◆ TEXT SEGMENT:

Gnomon - time to move on

I haven't seen Men In Black. Anything to do with Flubber?


Thinking about Pacman and our finite unbounded universe

Post 22

FordsTowel

Strangley, I've never understood Kant's (and others') problem with imagining no boundaries. My problem was imagining a universe WITH boundaries.

That's why the multi-dimensional globe concept works so well for me, a seemingly limitless universe that is actually finite.

I'm also of the opinion that when we 'discover' what dark matter/energy/force is, it will turn out to be the effect of dimensions outside of those we've known as part of our perceptible universe.

Physicists determined, years ago (around 1919), that gravity, given some dimensions, may present as electro-magnetism, unifying the two (Kaluza-Klein). Back in 2003 (University of Florida, Gainseville, FL, USA), physicists finally gave some thought to the idea that additional dimensions could be the source of all of the dark stuff we're detecting.

[Entries from a dataset]
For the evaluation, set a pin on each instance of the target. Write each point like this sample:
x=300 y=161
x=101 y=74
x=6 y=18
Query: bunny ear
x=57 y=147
* * *
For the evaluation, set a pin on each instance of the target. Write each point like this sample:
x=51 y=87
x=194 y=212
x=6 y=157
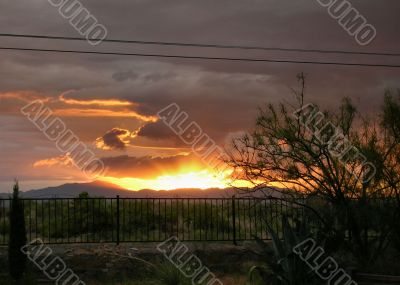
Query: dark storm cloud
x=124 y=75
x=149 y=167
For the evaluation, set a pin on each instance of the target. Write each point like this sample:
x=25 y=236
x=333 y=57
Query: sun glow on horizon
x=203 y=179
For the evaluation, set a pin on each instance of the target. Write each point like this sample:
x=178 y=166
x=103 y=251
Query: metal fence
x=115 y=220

◆ SET TASKS:
• 1. Which kinds of "dark" phenomena does the forum post on the finite universe name? List them all.
• 2. Do these statements agree with the forum post on the finite universe? Answer yes or no for each, quoting the deciding words.
(a) The poster finds it hard to imagine a universe that has boundaries.
(b) The Kaluza-Klein finding that gravity may present as electro-magnetism dates from 2003.
(c) The multi-dimensional globe concept describes a universe that is truly infinite.
• 3. Carry on the forum post on the finite universe from its last sentence.

◆ EXPECTED ANSWERS:
• 1. Dark matter, dark energy, dark force

• 2.
(a) Yes: "My problem was imagining a universe WITH boundaries."
(b) No: "Physicists determined, years ago (around 1919), that gravity, given some dimensions, may present as electro-magnetism, unifying the two (Kaluza-Klein)."
(c) No: "a seemingly limitless universe that is actually finite."

• 3.
Now, at least, we've mapped dark matter, and the current thought is that this is the substance that keeps the universe from expanding so fast that every star would just shoot off in a straight line. It may be that the dark stuff becomes Einstein's once proposed Cosmic Consant.

smiley - cheers
smiley - towel


Thinking about Pacman and our finite unbounded universe

Post 23

ITIWBS

If mostly farcical, "Men in Black" did have some insightful special effects. The 'iso-entropic bouncing ball', purportedly an alien artifact, neither lost nor gained energy once set in motion, so once in motion, it stayed in motion at a constant speed.


Thinking about Pacman and our finite unbounded universe

Post 24

Gnomon - time to move on

...whereas the ball in Flubber gained momentum on each bounce. Presumably it would continue until it broke free of any restraining box, and would hurtle across the universe gaining momentum at every encounter until it absorbed the entire universe. A dangerous thing.


Thinking about Pacman and our finite unbounded universe

Post 25

ITIWBS

I couldn't find video of the isentropic bouncing ball, but here's the trailer for "Men In Black",


http://www.youtube.com/watch?v=zv35TyeRb9M


At any rate, in an expanding universe, objects lose energy in transit since the amount of space between them increases while they're in transit. In a contracting universe, instead there's a thermodynamic gain. In an isentropic or steady state universe, there is neither energy loss or gain.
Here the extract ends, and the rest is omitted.